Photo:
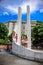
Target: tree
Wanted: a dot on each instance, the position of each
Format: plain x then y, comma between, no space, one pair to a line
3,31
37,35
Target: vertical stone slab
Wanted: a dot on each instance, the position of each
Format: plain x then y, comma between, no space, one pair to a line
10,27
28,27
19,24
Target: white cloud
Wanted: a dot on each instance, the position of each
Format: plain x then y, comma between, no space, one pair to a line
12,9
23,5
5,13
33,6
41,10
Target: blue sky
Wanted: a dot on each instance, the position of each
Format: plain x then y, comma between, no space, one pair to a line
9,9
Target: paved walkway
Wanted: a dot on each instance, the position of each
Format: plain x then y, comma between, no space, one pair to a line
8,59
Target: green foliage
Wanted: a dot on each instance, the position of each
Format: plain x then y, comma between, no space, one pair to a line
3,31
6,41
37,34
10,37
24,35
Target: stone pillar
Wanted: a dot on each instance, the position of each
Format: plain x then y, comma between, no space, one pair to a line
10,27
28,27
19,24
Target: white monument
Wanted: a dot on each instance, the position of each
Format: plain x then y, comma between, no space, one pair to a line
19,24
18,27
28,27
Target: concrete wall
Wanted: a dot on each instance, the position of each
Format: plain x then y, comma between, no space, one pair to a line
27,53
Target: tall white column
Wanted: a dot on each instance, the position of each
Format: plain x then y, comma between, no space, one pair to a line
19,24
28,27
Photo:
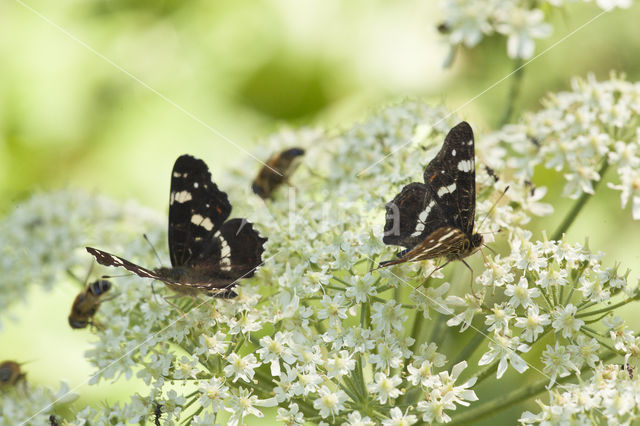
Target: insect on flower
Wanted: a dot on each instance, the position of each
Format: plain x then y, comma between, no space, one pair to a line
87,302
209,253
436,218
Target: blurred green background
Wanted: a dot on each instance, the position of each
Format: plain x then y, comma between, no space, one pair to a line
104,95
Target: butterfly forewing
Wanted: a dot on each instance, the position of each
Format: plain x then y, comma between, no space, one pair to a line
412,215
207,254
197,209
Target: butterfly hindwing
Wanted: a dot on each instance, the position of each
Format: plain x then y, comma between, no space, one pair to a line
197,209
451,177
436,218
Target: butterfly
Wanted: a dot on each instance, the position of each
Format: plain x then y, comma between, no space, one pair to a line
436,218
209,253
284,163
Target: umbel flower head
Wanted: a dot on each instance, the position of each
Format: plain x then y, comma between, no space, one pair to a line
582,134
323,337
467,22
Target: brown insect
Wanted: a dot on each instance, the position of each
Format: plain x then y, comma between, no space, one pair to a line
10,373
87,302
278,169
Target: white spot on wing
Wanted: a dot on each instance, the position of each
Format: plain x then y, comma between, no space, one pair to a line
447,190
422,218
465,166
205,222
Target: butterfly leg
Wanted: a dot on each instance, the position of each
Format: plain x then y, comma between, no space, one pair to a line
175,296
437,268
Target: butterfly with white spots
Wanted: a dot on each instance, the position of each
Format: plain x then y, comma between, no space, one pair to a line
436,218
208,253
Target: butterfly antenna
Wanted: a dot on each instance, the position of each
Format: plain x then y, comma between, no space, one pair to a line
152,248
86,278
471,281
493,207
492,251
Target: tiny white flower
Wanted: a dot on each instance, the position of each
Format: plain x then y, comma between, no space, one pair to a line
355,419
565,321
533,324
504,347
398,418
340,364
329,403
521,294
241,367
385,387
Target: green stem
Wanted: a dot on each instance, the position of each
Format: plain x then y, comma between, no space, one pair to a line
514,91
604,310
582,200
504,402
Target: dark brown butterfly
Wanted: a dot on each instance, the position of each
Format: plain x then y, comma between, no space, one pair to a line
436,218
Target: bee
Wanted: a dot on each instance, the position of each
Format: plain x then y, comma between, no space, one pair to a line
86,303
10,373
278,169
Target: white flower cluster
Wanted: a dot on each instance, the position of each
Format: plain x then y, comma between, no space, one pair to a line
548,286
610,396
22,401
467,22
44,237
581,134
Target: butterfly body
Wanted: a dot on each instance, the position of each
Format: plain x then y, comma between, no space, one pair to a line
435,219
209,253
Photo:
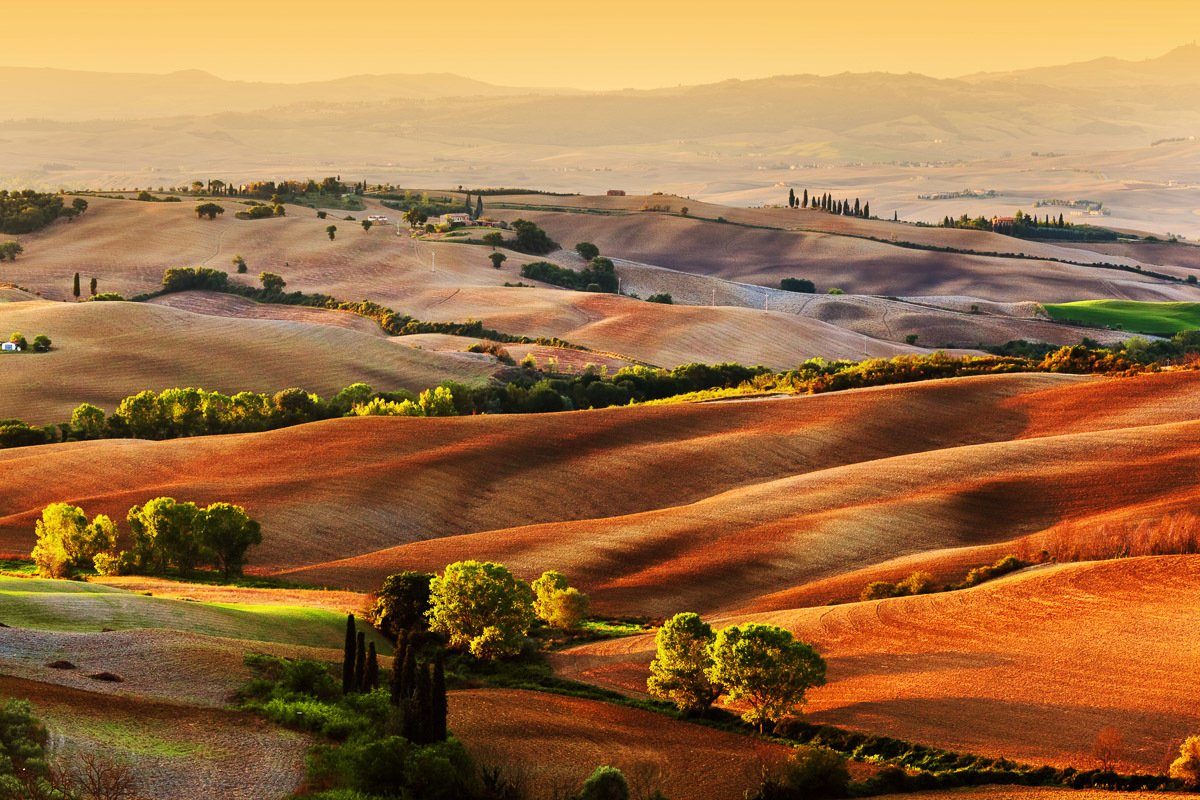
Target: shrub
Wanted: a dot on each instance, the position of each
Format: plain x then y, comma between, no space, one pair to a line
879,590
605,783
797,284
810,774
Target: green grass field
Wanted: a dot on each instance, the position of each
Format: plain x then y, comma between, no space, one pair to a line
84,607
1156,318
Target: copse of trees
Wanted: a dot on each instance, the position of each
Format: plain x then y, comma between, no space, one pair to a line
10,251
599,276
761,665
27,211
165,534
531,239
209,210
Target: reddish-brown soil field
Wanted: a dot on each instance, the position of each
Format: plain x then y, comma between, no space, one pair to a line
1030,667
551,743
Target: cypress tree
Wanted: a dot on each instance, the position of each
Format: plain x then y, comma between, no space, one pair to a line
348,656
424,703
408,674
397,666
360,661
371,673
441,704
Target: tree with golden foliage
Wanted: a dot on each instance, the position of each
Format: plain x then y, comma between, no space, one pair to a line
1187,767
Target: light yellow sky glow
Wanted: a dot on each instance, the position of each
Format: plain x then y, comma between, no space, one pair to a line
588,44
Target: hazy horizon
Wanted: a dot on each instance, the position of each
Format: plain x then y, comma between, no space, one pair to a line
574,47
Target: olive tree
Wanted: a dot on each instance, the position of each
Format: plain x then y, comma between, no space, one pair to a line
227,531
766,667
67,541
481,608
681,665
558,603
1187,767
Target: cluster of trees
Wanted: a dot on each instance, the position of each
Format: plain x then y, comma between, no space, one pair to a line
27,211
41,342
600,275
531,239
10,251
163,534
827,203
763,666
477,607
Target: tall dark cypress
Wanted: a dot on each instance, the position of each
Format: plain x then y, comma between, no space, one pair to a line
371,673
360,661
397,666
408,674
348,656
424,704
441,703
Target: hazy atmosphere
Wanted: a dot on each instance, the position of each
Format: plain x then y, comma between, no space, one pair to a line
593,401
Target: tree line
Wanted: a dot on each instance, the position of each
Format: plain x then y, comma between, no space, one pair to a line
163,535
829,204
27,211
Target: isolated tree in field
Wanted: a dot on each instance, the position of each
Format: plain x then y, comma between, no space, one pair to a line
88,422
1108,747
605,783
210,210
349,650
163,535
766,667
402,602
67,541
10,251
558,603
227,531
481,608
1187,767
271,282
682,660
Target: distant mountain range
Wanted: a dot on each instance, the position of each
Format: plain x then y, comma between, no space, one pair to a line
◆ ◆ ◆ ◆ ◆ ◆ ◆
*TASK DIRECTIONS:*
Of the lines above, copy only those from the one holding "Target: green stem" to the one holding "Target: hazy horizon", both included, and exclude every image.

*TASK OUTPUT:*
Target: green stem
Wanted: a dot on each instance, the position of each
Format: plain x then y, comma between, no space, one pair to a line
514,91
604,310
582,200
504,402
Target: dark brown butterfly
Wanted: a dot on each instance, the position of each
Format: plain x then y, comma between, no space, one pair to a line
436,218
Target: bee
Wanted: a dot on each instance, the position of each
Format: plain x then y, comma between, no space, one pair to a line
86,303
10,373
278,169
Target: white flower cluster
Wanted: a dot on each instance, the position of each
Format: plain x then y, comma between, no space, one pair to a line
548,286
610,396
22,401
467,22
44,237
581,134
Target: butterfly body
Wanted: a dot on each instance, the position of each
Format: plain x then y, comma between, no space, one pair to a line
435,219
209,253
Photo:
Target: shrub
Wanted: a dot on each instance, the position of each
Format: plain x then y, comma between, no space, one pair to a line
879,590
605,783
797,284
810,774
Target: green grass field
Wanted: a dot on each instance, the position of each
Format: plain x then y, comma between, no space, one pair to a line
84,607
1156,318
Target: copse of trees
Wanted: a dot on each instance, the position of each
Format: plain x then y, comma between, no space, one pair to a line
10,251
599,276
761,665
27,211
165,534
531,239
209,210
Target: reddish-brown soil field
Wanted: a dot on each instance, the position of each
Format: plain x then y, comma between, no space, one pair to a line
1030,667
551,743
Target: cypress tree
Wanted: a dot on each instance, the position of each
Format: plain x then y, comma between, no space, one pair to a line
348,656
424,703
408,674
397,666
360,661
371,673
441,704
Target: tree with golden foliage
Wanted: a dot on each instance, the position of each
Format: plain x then y, comma between, no space, one pair to a line
1187,767
Target: light yellow sky glow
Wanted: a dot on each instance, the position of each
Format: plain x then y, comma between, no space, one pair to a line
588,44
Target: hazy horizon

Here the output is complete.